- **Work required**: Please edit the data below by replacing every "frame" with "image", changing nothing else. Leave the pictures out of your answer.

(Items from a data source)
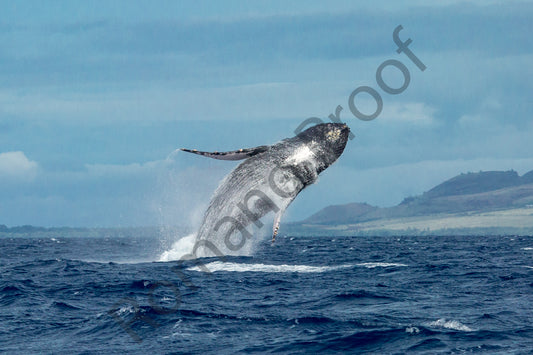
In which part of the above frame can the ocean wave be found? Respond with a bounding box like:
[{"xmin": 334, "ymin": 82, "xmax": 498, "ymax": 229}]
[{"xmin": 187, "ymin": 261, "xmax": 353, "ymax": 273}]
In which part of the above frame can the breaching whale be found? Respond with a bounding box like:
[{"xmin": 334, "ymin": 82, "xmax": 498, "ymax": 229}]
[{"xmin": 181, "ymin": 123, "xmax": 350, "ymax": 257}]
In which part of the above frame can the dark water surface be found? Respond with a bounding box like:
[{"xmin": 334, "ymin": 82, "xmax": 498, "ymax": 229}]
[{"xmin": 0, "ymin": 236, "xmax": 533, "ymax": 354}]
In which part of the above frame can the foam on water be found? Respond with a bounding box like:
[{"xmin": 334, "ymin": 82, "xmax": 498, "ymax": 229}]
[
  {"xmin": 188, "ymin": 261, "xmax": 353, "ymax": 273},
  {"xmin": 356, "ymin": 263, "xmax": 407, "ymax": 269},
  {"xmin": 428, "ymin": 318, "xmax": 473, "ymax": 332},
  {"xmin": 158, "ymin": 234, "xmax": 196, "ymax": 261}
]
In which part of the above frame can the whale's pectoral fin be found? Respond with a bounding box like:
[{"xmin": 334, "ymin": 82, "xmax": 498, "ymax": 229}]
[
  {"xmin": 181, "ymin": 145, "xmax": 268, "ymax": 160},
  {"xmin": 272, "ymin": 210, "xmax": 283, "ymax": 244}
]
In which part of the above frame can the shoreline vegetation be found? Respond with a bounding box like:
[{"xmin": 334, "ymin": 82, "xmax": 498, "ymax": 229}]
[{"xmin": 4, "ymin": 170, "xmax": 533, "ymax": 238}]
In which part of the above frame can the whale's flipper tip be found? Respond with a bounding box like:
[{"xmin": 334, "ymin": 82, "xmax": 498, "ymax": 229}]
[{"xmin": 180, "ymin": 145, "xmax": 268, "ymax": 160}]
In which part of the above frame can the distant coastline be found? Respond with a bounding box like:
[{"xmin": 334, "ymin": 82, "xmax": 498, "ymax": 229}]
[
  {"xmin": 4, "ymin": 170, "xmax": 533, "ymax": 237},
  {"xmin": 285, "ymin": 170, "xmax": 533, "ymax": 235}
]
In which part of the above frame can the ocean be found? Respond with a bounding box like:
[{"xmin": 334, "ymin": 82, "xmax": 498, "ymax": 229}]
[{"xmin": 0, "ymin": 233, "xmax": 533, "ymax": 354}]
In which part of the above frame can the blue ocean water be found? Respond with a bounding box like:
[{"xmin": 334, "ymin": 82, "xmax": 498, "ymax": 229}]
[{"xmin": 0, "ymin": 235, "xmax": 533, "ymax": 354}]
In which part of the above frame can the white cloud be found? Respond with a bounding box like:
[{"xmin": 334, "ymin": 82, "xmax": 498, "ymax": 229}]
[
  {"xmin": 0, "ymin": 151, "xmax": 39, "ymax": 181},
  {"xmin": 380, "ymin": 102, "xmax": 437, "ymax": 125}
]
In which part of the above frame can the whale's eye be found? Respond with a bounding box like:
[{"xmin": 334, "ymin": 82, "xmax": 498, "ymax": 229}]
[{"xmin": 326, "ymin": 128, "xmax": 341, "ymax": 142}]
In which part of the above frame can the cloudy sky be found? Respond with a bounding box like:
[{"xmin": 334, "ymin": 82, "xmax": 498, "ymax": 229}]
[{"xmin": 0, "ymin": 0, "xmax": 533, "ymax": 226}]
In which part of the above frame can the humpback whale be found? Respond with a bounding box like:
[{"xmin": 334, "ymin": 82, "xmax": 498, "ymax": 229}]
[{"xmin": 181, "ymin": 123, "xmax": 350, "ymax": 257}]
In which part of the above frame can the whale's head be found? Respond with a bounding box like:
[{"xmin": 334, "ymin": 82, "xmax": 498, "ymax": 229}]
[{"xmin": 298, "ymin": 123, "xmax": 350, "ymax": 170}]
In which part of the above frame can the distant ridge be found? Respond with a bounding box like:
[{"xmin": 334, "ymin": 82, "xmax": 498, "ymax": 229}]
[{"xmin": 300, "ymin": 170, "xmax": 533, "ymax": 225}]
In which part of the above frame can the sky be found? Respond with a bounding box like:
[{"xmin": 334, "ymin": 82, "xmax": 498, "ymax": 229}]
[{"xmin": 0, "ymin": 0, "xmax": 533, "ymax": 227}]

- **Full response**:
In which part of the above image can the ocean wave be found? Respond with a bounding box like:
[{"xmin": 334, "ymin": 82, "xmax": 498, "ymax": 229}]
[{"xmin": 187, "ymin": 261, "xmax": 353, "ymax": 273}]
In which part of the above image can the breaching whale be found? Respond with a bounding box like:
[{"xmin": 334, "ymin": 82, "xmax": 498, "ymax": 229}]
[{"xmin": 181, "ymin": 123, "xmax": 350, "ymax": 257}]
In which part of the above image can the dark water surface be found? Respond with a bounding box like:
[{"xmin": 334, "ymin": 82, "xmax": 498, "ymax": 229}]
[{"xmin": 0, "ymin": 236, "xmax": 533, "ymax": 354}]
In which part of the above image can the foam on water be found? Respond with a bounding box like:
[{"xmin": 334, "ymin": 82, "xmax": 498, "ymax": 229}]
[
  {"xmin": 188, "ymin": 261, "xmax": 353, "ymax": 273},
  {"xmin": 356, "ymin": 263, "xmax": 407, "ymax": 269},
  {"xmin": 428, "ymin": 318, "xmax": 473, "ymax": 332},
  {"xmin": 158, "ymin": 234, "xmax": 196, "ymax": 261}
]
In which part of the above image can the whale's pectoral fin be found? Respond with a bounding box like:
[{"xmin": 334, "ymin": 82, "xmax": 498, "ymax": 229}]
[
  {"xmin": 181, "ymin": 145, "xmax": 268, "ymax": 160},
  {"xmin": 272, "ymin": 210, "xmax": 283, "ymax": 244}
]
In which part of the above image can the shoreline vegetation be found? Respond with a bounding box like:
[{"xmin": 334, "ymin": 82, "xmax": 498, "ymax": 229}]
[{"xmin": 4, "ymin": 170, "xmax": 533, "ymax": 238}]
In which part of the above image can the whale's flipper tip be found? Respond with a bounding box like:
[{"xmin": 334, "ymin": 82, "xmax": 498, "ymax": 229}]
[{"xmin": 180, "ymin": 145, "xmax": 268, "ymax": 160}]
In which part of the above image can the distant coastline be found? Respond with a bounding box like:
[{"xmin": 334, "ymin": 82, "xmax": 498, "ymax": 229}]
[
  {"xmin": 4, "ymin": 170, "xmax": 533, "ymax": 237},
  {"xmin": 285, "ymin": 170, "xmax": 533, "ymax": 235}
]
In which part of the above image can the ocean be found? Respond with a bounding box like:
[{"xmin": 334, "ymin": 82, "xmax": 498, "ymax": 229}]
[{"xmin": 0, "ymin": 233, "xmax": 533, "ymax": 354}]
In which part of the above image can the blue ocean water be found? Respond with a bounding box like:
[{"xmin": 334, "ymin": 82, "xmax": 498, "ymax": 229}]
[{"xmin": 0, "ymin": 235, "xmax": 533, "ymax": 354}]
In which part of the above image can the white cloud be found? Respond with a bounding box like:
[{"xmin": 334, "ymin": 82, "xmax": 498, "ymax": 229}]
[
  {"xmin": 0, "ymin": 151, "xmax": 39, "ymax": 181},
  {"xmin": 380, "ymin": 102, "xmax": 437, "ymax": 125}
]
In which part of the above image can the whale's eye be found? Respond with a bounding box like:
[{"xmin": 334, "ymin": 82, "xmax": 498, "ymax": 229}]
[{"xmin": 326, "ymin": 128, "xmax": 341, "ymax": 142}]
In which part of the above image can the cloudy sky be found? Respond with a bounding box like:
[{"xmin": 334, "ymin": 82, "xmax": 498, "ymax": 229}]
[{"xmin": 0, "ymin": 0, "xmax": 533, "ymax": 226}]
In which part of the above image can the humpback whale be found? Respond with a bounding box like:
[{"xmin": 334, "ymin": 82, "xmax": 498, "ymax": 229}]
[{"xmin": 181, "ymin": 123, "xmax": 350, "ymax": 257}]
In which part of the above image can the whale's head be found? Respond with a bounding box like:
[{"xmin": 334, "ymin": 82, "xmax": 498, "ymax": 229}]
[{"xmin": 298, "ymin": 123, "xmax": 350, "ymax": 170}]
In which part of the above image can the distant ridge be found? Respond with a bounding box like:
[{"xmin": 334, "ymin": 82, "xmax": 498, "ymax": 229}]
[{"xmin": 300, "ymin": 170, "xmax": 533, "ymax": 225}]
In which part of the above image can the sky be found? Respond with a bounding box like:
[{"xmin": 334, "ymin": 82, "xmax": 498, "ymax": 229}]
[{"xmin": 0, "ymin": 0, "xmax": 533, "ymax": 227}]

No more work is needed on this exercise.